Copy out everything from the line containing "This endpoint reads" down to the line containing "Each instance is", reproducing those lines word for word.

- **DATA RECORDS**:
════════════════

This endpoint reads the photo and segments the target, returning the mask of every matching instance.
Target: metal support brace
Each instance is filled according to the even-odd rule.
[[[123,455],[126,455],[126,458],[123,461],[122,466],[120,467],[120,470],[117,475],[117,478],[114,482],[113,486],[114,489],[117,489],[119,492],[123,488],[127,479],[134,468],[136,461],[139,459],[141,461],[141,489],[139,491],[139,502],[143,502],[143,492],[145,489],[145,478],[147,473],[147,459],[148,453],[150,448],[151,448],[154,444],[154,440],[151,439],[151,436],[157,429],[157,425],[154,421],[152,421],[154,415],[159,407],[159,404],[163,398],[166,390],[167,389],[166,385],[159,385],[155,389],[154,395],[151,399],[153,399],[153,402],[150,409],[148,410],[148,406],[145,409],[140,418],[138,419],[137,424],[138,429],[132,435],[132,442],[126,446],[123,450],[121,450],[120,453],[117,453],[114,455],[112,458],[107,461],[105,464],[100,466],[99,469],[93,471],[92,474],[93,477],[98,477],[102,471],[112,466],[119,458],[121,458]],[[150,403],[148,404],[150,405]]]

════════════════

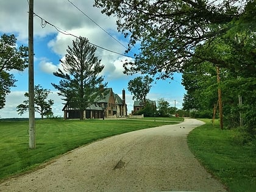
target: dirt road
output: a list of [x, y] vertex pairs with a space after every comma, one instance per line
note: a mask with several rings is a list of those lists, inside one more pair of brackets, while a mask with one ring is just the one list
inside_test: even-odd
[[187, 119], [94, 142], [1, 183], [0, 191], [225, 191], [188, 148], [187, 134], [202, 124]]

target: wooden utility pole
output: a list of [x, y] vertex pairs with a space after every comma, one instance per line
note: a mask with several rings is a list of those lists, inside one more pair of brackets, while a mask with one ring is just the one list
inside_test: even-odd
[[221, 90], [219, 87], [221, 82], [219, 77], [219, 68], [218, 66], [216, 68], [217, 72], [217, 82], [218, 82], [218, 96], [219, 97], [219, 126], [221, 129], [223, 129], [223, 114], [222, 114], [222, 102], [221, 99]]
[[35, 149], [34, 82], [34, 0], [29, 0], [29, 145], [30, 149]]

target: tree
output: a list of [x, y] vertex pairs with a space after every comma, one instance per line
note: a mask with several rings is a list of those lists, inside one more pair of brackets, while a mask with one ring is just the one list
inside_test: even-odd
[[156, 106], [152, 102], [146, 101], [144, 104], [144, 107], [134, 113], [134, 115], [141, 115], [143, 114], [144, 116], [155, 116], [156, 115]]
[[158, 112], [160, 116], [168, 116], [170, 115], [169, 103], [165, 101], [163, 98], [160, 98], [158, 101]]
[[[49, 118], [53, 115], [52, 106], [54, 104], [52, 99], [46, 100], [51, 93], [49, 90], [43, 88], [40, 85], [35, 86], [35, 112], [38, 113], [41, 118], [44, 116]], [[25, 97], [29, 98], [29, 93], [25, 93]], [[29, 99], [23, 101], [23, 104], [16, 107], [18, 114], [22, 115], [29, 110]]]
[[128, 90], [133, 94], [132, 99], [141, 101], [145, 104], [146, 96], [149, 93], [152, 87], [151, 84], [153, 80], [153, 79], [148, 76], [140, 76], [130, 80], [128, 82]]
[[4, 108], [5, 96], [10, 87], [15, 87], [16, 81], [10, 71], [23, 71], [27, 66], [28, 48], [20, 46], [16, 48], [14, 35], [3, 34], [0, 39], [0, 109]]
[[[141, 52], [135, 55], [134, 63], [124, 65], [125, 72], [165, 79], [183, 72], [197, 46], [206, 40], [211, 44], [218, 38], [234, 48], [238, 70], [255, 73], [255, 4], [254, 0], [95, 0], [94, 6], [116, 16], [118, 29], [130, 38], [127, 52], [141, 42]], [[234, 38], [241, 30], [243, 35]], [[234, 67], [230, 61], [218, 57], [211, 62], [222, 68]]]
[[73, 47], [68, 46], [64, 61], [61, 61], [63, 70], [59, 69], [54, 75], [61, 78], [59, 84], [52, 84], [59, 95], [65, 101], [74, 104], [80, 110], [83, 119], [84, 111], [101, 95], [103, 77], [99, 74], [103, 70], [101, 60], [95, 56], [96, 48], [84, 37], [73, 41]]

════════════════

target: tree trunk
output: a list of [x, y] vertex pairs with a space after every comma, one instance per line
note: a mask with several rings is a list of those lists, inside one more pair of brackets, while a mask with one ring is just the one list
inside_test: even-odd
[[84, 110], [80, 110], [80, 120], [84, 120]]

════════════════

- **EXERCISE RESPONSE**:
This endpoint reads the photo and segments the target, returning the mask of every matching instance.
Target: metal support brace
Each instance is filled according to the even-odd rule.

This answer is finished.